---------- EXCERPT ----------

Businesses are definitely embracing non-traditional ways of reaching their customers. In some cases out of necessity, other cases, just because they can.
People on either end of the transaction, supplier and consumer, are getting much more comfortable using the Internet to power or receive marketing messages. They use the Internet to find and to get found. The Internet is a go-to-first resource for making buying decisions and for spreading information. Even the delivery of products and services via the Web are increasing. Take banking as a perfect example. The Web is making the teller obsolete.
When I was in-house as a CMO one of my least favorite conversations was the one that went like this:
UGH! I understood where they were coming from; placing an ad is the least disruptive tactic for them to complete. And it’s an easy way for a lawyer to tic off the marketing box in their annual review. But I dreaded giving them the bad news that it was also the least effective.
While I’m seeing numbers of individual lawyers using the Internet to power up their efforts to build relationships and referral sources, I’m not seeing a significant increase in law firms using the Web, beyond their corporate Web site and a blog or two, for pure advertising.
According to the March 2009 Advertiser Optimism Report by Advertiser Perceptions, optimism in media overall is declining. Marketers and agencies plan to decrease their ad spending in media such as broadcast TV, newspapers, magazines, mobile, and radio.
Surprisingly, and contrary to projections, the number of marketers and their agency partners feeling optimistic about increasing their online spending in the next six months has also dropped 16 percentage points, from 68% to 52%.
Do these statistics matter to law firm marketers? Probably not. Most law firms are conservative advertisers. However…..
The March 2009 Optimism report did have a few bright spots in two areas new to this year’s study: online display and online search, both of which scored fairly well, with more than half of those surveyed (51% for display and 53% for search) saying they would increase spending in those areas in the next six months.

----------

> **EXERCISES TO COMPLETE**:
a: In the post on law firm marketing, by how many percentage points did the share of marketers and agencies optimistic about increasing online spending fall?
b: Decide whether each statement agrees with the post on law firm marketing. Answer yes or no and quote the deciding words. (i) The Web is making bank tellers obsolete. (ii) In the March 2009 report, 60% of those surveyed said they would increase spending on online search. (iii) Most law firms are aggressive advertisers.
c: From the post on law firm marketing, extract the passage between "According to the" and "conservative advertisers. However…..", inclusive.
The lines that come after the post on law firm marketing have no connection to it.

---------- EXTRACTED INFORMATION ----------

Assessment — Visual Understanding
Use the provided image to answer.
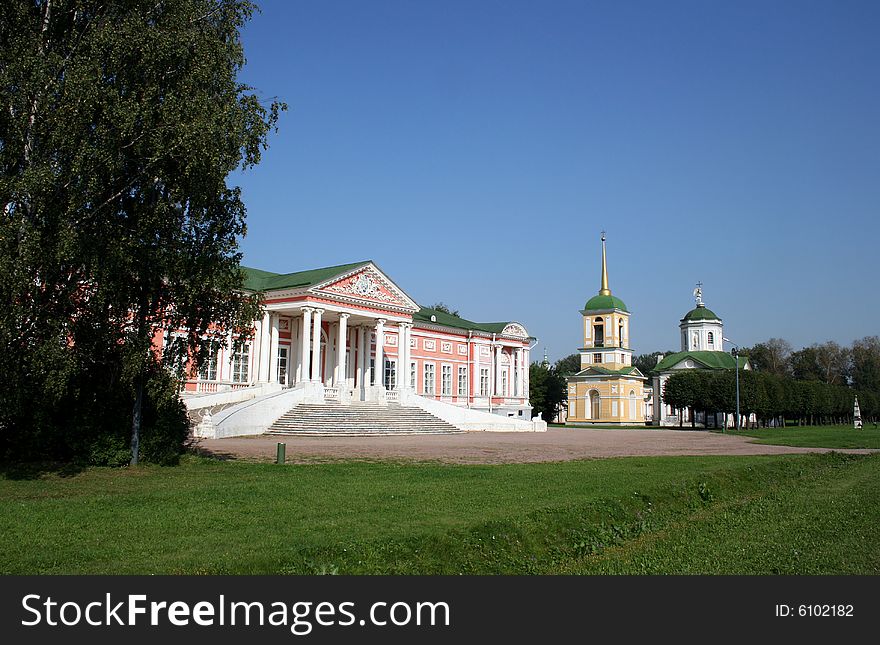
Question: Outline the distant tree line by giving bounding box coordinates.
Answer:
[663,336,880,426]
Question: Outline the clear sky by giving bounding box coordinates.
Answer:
[231,0,880,360]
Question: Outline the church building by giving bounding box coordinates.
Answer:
[566,232,646,425]
[651,283,752,427]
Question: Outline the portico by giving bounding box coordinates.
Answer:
[187,262,534,419]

----------

> **SOLUTION SET**:
a: It fell 16 percentage points, from 68% to 52%.

b:
(i) Yes: "The Web is making the teller obsolete."
(ii) No: "(51% for display and 53% for search)"
(iii) No: "Most law firms are conservative advertisers."

c:
According to the March 2009 Advertiser Optimism Report by Advertiser Perceptions, optimism in media overall is declining. Marketers and agencies plan to decrease their ad spending in media such as broadcast TV, newspapers, magazines, mobile, and radio.
Surprisingly, and contrary to projections, the number of marketers and their agency partners feeling optimistic about increasing their online spending in the next six months has also dropped 16 percentage points, from 68% to 52%.
Do these statistics matter to law firm marketers? Probably not. Most law firms are conservative advertisers. However…..